Items listed in a dataset:

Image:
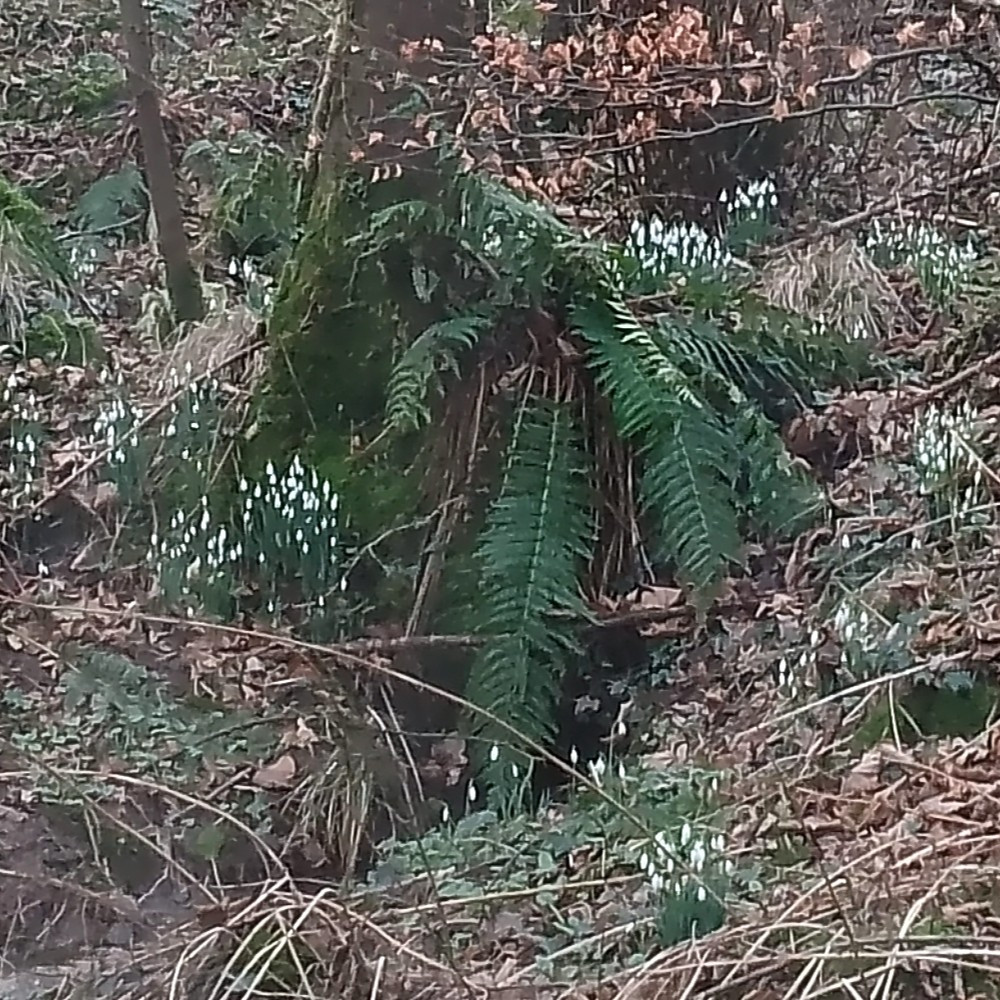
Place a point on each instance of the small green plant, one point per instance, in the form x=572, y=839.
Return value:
x=91, y=84
x=25, y=437
x=255, y=194
x=941, y=265
x=117, y=428
x=109, y=708
x=659, y=834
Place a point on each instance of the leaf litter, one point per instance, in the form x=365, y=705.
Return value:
x=885, y=854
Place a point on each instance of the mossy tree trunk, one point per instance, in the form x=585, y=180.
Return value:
x=183, y=285
x=343, y=306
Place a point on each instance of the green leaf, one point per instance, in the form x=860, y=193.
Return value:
x=538, y=532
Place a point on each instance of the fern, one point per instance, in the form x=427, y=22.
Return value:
x=537, y=533
x=431, y=352
x=112, y=201
x=689, y=458
x=778, y=498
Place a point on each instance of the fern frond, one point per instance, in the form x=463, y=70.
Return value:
x=433, y=351
x=779, y=498
x=689, y=459
x=537, y=533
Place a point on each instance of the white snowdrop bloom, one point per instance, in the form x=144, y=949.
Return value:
x=698, y=856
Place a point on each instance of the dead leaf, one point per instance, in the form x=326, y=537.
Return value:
x=912, y=33
x=278, y=774
x=858, y=59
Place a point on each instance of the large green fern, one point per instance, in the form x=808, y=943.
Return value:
x=432, y=352
x=537, y=535
x=690, y=460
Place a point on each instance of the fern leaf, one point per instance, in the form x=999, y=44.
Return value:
x=779, y=498
x=538, y=531
x=433, y=351
x=690, y=461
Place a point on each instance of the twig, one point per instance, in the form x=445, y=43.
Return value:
x=146, y=421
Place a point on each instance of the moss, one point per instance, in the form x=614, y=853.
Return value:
x=58, y=335
x=956, y=705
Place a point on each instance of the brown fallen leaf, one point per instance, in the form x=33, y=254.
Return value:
x=278, y=774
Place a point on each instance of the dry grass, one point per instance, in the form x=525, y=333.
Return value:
x=834, y=280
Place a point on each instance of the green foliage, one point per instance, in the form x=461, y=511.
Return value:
x=535, y=538
x=107, y=708
x=417, y=371
x=254, y=186
x=90, y=84
x=113, y=201
x=778, y=498
x=651, y=873
x=56, y=334
x=405, y=288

Stated goal:
Copy out every line of the data above word for word, omitting the pictures.

Expected answer:
Image:
Place a point on each instance of the small green plant, one point per instance, in the form x=572, y=839.
Return value:
x=91, y=84
x=25, y=437
x=255, y=194
x=941, y=265
x=117, y=428
x=109, y=708
x=659, y=834
Place a point on each instance of the leaf litter, one point per instance, in the form x=365, y=705.
Return value:
x=885, y=854
Place a point on each instance of the mossy tree trunk, one point per instance, in the form x=585, y=180.
Return value:
x=183, y=285
x=343, y=306
Place a point on each instance of the green leaf, one point per instance, in the form x=860, y=193.
Return value:
x=538, y=532
Place a point on each instance of the fern, one point per instance, in the form x=427, y=22.
Return value:
x=537, y=533
x=431, y=352
x=112, y=201
x=689, y=458
x=778, y=498
Place a point on each instance of the fern frond, one point per instance, in the form x=463, y=70.
Return value:
x=433, y=351
x=779, y=498
x=689, y=459
x=537, y=533
Place a point on each instance of the white snowdrop bloom, one point per instance, in the form x=144, y=949.
Return value:
x=698, y=856
Place a point on each instance of the dead leaf, one point per instance, in the form x=326, y=537.
Return value:
x=912, y=33
x=278, y=774
x=858, y=59
Place a point on each instance of the large green fern, one point per instance, in the form x=808, y=943.
Return value:
x=432, y=352
x=537, y=535
x=690, y=460
Place a point on each instance of the fern leaf, one point per instance, in the form x=999, y=44.
Return value:
x=779, y=498
x=538, y=531
x=433, y=351
x=690, y=461
Place a point on each instance of the twig, one point per instance, in the form x=445, y=43.
Return value:
x=146, y=421
Place a point on each instance of the moss, one point per instance, in the form x=614, y=853.
Return value:
x=58, y=335
x=956, y=705
Place a point on each instance of the brown fallen leaf, one point per instance, in the form x=33, y=254.
Return value:
x=278, y=774
Place a point on each instance of the dry grass, one point per instance, in the form x=525, y=333.
Return value:
x=834, y=280
Place a point on each instance of the green foliage, one point per instance, in the form x=461, y=511.
Return value:
x=535, y=538
x=107, y=708
x=417, y=371
x=254, y=186
x=90, y=84
x=113, y=201
x=778, y=498
x=651, y=873
x=56, y=334
x=405, y=288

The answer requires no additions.